§ **所给材料**
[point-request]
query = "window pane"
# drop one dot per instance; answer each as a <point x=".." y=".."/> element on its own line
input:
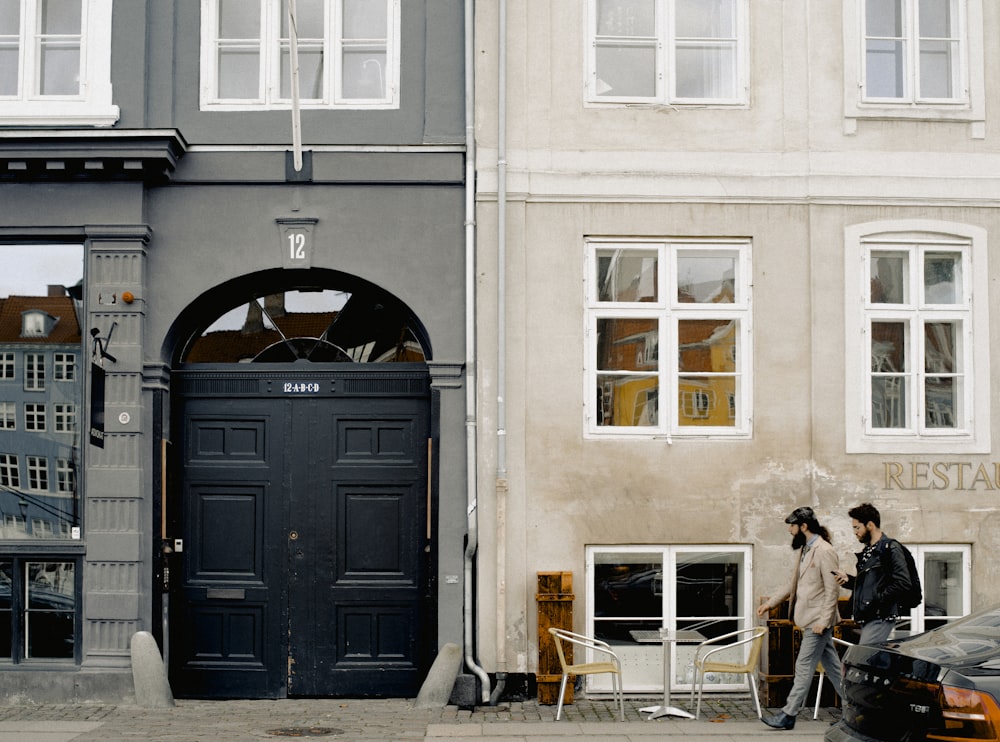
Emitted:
* * *
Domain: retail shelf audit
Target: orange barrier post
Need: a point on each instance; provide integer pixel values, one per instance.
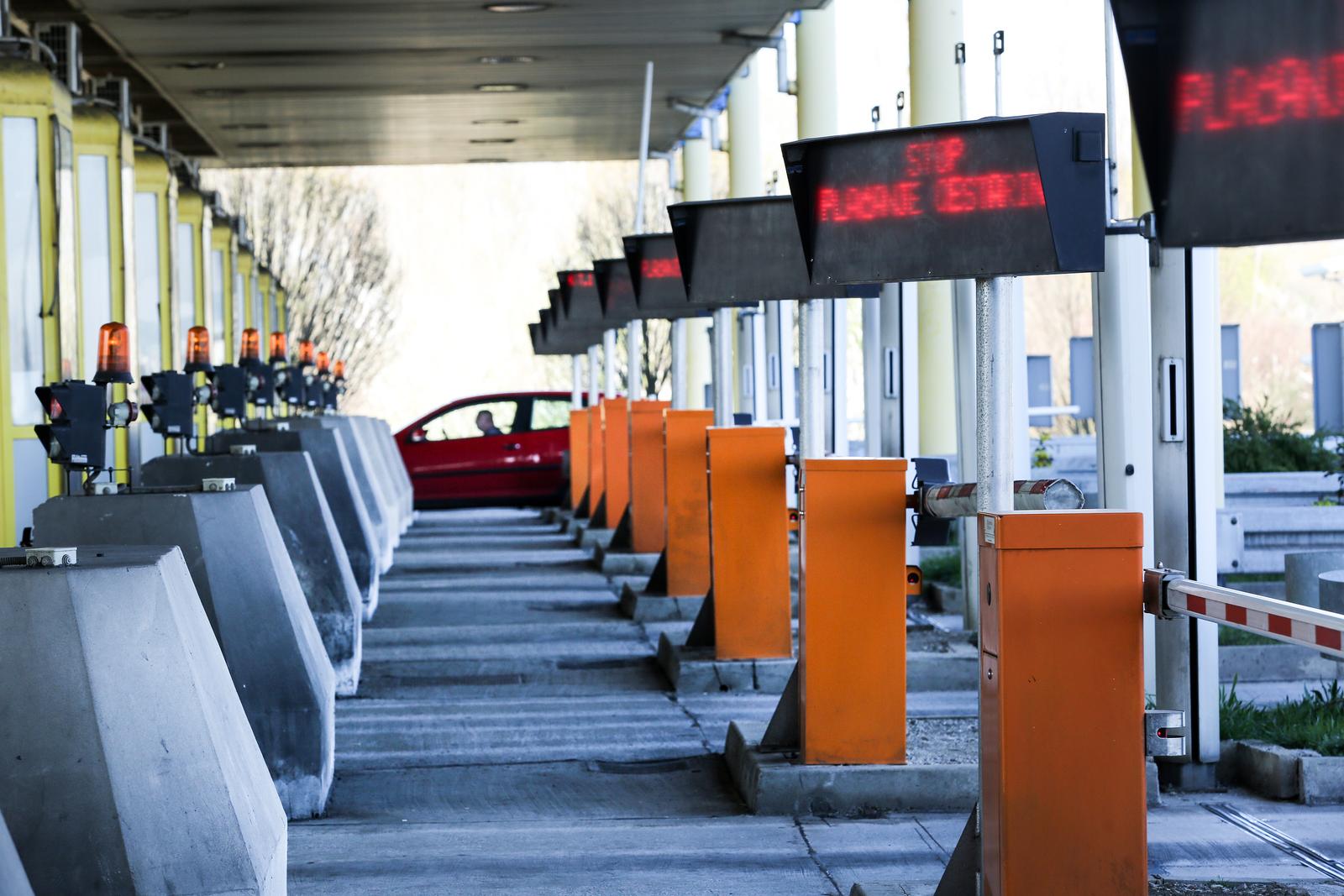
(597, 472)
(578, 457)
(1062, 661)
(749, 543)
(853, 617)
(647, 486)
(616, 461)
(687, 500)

§ **设定题目**
把以上记录中含有字符串“instance”的每一行原样抄出，逐行列出；匹配时区分大小写。

§ **完整答案**
# drop one dot per instance; answer each as a <point x=".." y=".."/> element on its own line
Need: a point on each instance; provide integer pixel values, one per instance.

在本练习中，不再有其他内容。